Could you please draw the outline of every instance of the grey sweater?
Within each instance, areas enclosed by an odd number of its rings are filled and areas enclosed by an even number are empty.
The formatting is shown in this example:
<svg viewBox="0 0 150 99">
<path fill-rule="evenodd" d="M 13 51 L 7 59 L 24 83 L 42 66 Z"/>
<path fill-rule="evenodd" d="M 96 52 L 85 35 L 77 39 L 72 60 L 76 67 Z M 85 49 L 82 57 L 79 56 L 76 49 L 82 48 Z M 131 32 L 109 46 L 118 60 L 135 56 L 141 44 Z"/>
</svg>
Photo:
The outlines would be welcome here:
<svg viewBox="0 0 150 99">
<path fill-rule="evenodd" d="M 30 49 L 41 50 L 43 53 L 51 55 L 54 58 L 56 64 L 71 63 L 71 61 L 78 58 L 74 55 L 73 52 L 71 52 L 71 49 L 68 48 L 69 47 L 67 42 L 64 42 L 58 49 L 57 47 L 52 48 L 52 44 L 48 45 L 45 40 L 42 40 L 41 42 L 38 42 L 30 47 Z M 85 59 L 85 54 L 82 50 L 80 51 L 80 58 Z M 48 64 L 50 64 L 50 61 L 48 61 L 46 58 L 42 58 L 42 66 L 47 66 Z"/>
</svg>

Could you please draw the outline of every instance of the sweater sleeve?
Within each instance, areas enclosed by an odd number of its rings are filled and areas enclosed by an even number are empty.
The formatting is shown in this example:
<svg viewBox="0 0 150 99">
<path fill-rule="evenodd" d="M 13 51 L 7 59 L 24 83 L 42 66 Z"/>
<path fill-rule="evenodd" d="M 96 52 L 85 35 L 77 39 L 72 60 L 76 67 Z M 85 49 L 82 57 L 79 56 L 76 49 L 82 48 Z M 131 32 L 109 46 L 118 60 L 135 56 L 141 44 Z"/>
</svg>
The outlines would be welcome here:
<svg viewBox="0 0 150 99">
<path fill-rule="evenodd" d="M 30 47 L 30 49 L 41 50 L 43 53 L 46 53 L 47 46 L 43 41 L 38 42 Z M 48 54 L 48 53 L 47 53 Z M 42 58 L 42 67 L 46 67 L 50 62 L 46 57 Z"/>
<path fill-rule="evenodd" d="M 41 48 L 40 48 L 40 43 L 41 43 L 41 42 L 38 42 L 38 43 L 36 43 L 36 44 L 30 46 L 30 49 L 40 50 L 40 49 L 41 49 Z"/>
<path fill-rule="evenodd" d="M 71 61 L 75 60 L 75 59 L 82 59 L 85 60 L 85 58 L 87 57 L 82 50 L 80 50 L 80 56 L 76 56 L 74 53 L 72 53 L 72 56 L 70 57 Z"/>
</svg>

════════════════════

[Directions]:
Reproduce the preceding entries exactly and completely.

[Response for this exercise]:
Could you please draw the outline of every instance of the grey sweater?
Within each instance, areas enclosed by an odd number of its rings are filled and areas enclosed by an even number are empty.
The formatting is shown in this example:
<svg viewBox="0 0 150 99">
<path fill-rule="evenodd" d="M 13 51 L 7 59 L 24 83 L 42 66 Z"/>
<path fill-rule="evenodd" d="M 96 52 L 85 35 L 77 39 L 72 60 L 76 67 Z M 85 49 L 82 57 L 79 56 L 76 49 L 82 48 Z M 131 32 L 109 46 L 118 60 L 135 56 L 141 44 Z"/>
</svg>
Photo:
The outlines would be welcome here:
<svg viewBox="0 0 150 99">
<path fill-rule="evenodd" d="M 30 49 L 41 50 L 43 53 L 51 55 L 54 58 L 56 64 L 71 63 L 71 61 L 78 58 L 74 55 L 73 52 L 71 52 L 71 49 L 68 48 L 69 47 L 67 42 L 64 42 L 58 49 L 57 47 L 52 48 L 52 44 L 48 45 L 45 40 L 42 40 L 41 42 L 38 42 L 30 47 Z M 85 59 L 85 54 L 82 50 L 80 51 L 80 58 Z M 48 64 L 50 64 L 50 61 L 48 61 L 46 58 L 42 58 L 42 66 L 47 66 Z"/>
</svg>

Could you please draw the outline of every instance of the sweater sleeve?
Within each instance, areas enclosed by an odd number of its rings are filled and areas enclosed by an even number are empty.
The formatting is shown in this example:
<svg viewBox="0 0 150 99">
<path fill-rule="evenodd" d="M 13 51 L 7 59 L 24 83 L 42 66 Z"/>
<path fill-rule="evenodd" d="M 96 52 L 85 35 L 77 39 L 72 60 L 76 67 Z M 85 49 L 82 57 L 79 56 L 76 49 L 82 48 Z M 131 32 L 109 46 L 118 60 L 135 56 L 141 44 Z"/>
</svg>
The outlines would be welcome here:
<svg viewBox="0 0 150 99">
<path fill-rule="evenodd" d="M 30 47 L 30 49 L 41 50 L 43 53 L 46 53 L 47 46 L 43 41 L 38 42 Z M 48 54 L 48 53 L 47 53 Z M 42 58 L 42 67 L 46 67 L 50 62 L 46 57 Z"/>
<path fill-rule="evenodd" d="M 41 48 L 40 48 L 40 43 L 41 43 L 41 42 L 38 42 L 38 43 L 36 43 L 36 44 L 30 46 L 30 49 L 40 50 L 40 49 L 41 49 Z"/>
<path fill-rule="evenodd" d="M 71 61 L 75 60 L 75 59 L 82 59 L 85 60 L 85 58 L 87 57 L 82 50 L 80 50 L 80 56 L 76 56 L 74 53 L 72 53 L 72 56 L 70 57 Z"/>
</svg>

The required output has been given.